Record set:
* * * * * * * * *

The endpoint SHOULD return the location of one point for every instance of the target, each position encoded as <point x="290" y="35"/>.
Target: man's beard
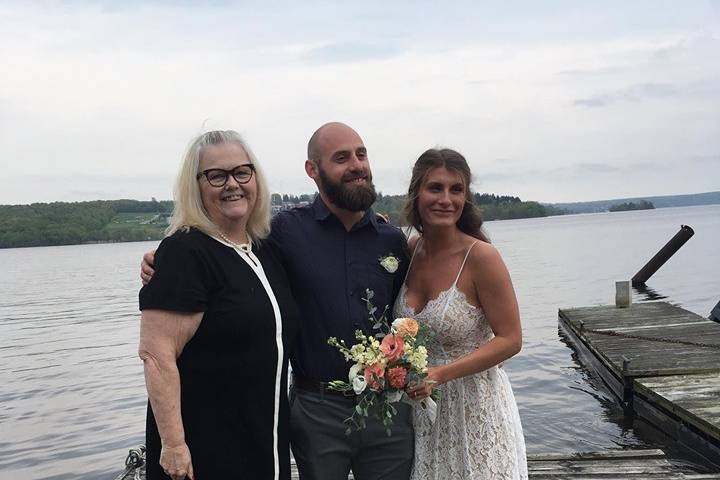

* * * * * * * * *

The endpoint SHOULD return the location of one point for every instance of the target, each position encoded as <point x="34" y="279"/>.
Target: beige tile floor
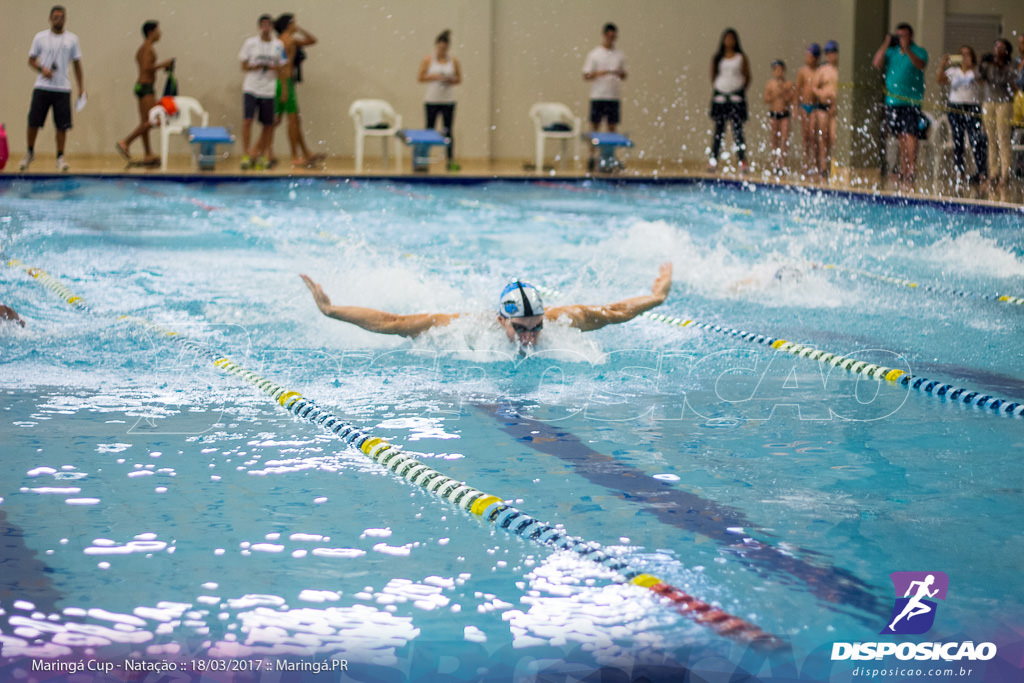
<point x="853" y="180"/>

* * * * * * * * *

The problem: Return only the number of lines above that include the word "position".

Solution: 2